• **Goal of the exercise**: Count every line below that holds "then". The answer is the number alone.

• **Source information**:
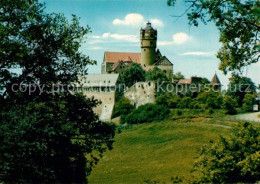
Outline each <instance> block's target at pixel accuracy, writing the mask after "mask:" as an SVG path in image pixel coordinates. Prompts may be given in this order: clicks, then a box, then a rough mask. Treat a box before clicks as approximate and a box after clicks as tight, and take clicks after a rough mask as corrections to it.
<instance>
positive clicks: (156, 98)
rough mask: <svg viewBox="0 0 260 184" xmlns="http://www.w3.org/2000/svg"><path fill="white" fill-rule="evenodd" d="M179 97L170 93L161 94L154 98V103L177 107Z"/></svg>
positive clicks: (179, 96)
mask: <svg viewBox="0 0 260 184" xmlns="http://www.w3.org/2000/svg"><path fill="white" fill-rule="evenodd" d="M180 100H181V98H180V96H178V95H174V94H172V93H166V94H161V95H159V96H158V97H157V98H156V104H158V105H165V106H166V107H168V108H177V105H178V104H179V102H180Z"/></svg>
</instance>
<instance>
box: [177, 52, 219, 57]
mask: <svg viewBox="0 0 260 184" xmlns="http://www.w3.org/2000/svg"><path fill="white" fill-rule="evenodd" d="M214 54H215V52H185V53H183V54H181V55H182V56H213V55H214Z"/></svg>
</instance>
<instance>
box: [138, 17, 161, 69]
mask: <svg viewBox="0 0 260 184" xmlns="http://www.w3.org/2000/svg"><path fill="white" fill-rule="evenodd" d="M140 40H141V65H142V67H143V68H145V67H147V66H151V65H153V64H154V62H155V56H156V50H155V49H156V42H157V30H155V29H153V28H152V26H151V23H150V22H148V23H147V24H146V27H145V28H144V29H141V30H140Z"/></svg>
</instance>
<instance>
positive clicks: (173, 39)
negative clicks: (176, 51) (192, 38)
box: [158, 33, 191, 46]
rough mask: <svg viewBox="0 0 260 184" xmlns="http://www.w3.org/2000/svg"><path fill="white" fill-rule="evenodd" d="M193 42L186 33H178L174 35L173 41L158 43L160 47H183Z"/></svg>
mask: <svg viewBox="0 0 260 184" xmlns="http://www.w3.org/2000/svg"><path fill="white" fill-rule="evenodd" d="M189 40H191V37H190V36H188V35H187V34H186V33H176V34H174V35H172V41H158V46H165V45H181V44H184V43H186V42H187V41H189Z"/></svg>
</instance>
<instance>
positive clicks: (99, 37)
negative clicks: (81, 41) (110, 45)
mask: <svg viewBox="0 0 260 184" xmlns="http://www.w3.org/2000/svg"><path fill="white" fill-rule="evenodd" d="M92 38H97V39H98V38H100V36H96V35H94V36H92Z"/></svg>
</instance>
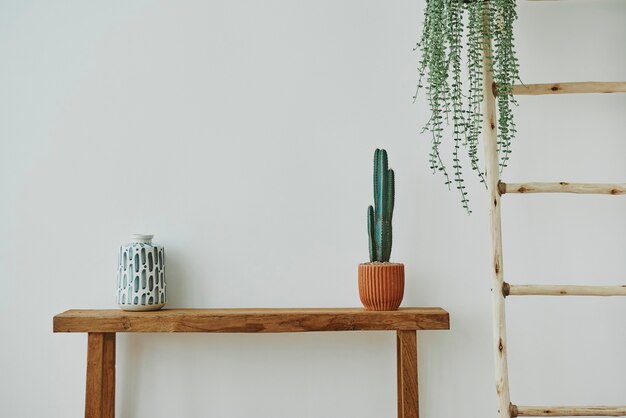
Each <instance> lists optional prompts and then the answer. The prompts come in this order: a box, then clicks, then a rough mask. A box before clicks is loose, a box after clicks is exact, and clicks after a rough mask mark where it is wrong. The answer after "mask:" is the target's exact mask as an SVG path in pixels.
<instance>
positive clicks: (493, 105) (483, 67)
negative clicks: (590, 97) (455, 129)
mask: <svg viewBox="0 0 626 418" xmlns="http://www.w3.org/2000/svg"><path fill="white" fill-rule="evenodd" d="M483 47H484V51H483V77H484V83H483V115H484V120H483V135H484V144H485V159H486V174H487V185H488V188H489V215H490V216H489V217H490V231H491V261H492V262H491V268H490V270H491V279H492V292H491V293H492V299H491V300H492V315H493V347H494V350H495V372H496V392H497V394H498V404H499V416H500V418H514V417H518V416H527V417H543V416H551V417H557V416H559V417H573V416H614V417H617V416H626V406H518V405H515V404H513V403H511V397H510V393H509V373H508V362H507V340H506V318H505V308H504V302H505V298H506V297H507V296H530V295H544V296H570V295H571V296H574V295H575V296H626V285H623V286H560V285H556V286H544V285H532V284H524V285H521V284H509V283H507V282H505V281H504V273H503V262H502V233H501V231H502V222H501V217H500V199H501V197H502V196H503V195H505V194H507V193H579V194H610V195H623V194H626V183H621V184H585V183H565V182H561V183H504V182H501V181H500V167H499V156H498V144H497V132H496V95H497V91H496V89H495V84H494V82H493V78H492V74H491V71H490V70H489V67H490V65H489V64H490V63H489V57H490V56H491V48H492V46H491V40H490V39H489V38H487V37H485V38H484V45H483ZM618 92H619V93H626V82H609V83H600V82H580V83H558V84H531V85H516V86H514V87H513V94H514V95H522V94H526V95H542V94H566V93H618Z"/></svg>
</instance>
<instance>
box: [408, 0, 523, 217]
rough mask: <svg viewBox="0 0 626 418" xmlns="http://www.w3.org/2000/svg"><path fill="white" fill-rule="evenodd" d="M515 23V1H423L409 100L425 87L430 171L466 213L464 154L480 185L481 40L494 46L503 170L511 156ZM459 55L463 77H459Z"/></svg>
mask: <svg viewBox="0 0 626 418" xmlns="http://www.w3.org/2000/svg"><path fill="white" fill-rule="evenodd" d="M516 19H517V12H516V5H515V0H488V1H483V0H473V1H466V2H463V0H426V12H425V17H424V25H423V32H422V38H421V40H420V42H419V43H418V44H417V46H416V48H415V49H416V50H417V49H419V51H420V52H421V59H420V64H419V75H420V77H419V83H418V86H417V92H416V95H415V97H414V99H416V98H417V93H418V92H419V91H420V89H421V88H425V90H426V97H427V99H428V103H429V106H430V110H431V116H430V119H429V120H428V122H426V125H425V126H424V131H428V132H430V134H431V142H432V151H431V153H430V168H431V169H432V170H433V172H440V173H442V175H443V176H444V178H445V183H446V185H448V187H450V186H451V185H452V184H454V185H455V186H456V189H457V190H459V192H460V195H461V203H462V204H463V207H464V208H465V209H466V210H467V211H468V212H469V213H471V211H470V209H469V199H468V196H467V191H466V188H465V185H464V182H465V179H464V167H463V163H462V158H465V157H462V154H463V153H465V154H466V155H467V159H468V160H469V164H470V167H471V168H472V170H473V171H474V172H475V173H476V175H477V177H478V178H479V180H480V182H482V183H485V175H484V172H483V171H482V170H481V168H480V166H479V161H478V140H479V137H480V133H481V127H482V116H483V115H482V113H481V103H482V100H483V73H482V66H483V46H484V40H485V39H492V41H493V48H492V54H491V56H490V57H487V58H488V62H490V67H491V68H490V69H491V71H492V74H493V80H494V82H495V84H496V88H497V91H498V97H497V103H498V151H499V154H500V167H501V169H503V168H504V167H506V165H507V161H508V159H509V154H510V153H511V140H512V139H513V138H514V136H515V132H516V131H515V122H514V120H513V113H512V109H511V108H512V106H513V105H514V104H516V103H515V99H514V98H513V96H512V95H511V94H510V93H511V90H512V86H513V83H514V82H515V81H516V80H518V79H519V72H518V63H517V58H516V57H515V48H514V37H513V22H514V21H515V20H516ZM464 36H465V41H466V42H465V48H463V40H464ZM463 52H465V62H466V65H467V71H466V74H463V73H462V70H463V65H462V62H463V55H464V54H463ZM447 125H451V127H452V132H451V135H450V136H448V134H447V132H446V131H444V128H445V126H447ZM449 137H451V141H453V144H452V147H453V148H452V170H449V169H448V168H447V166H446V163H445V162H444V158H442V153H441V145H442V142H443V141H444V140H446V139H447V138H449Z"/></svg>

• **Reply**: 2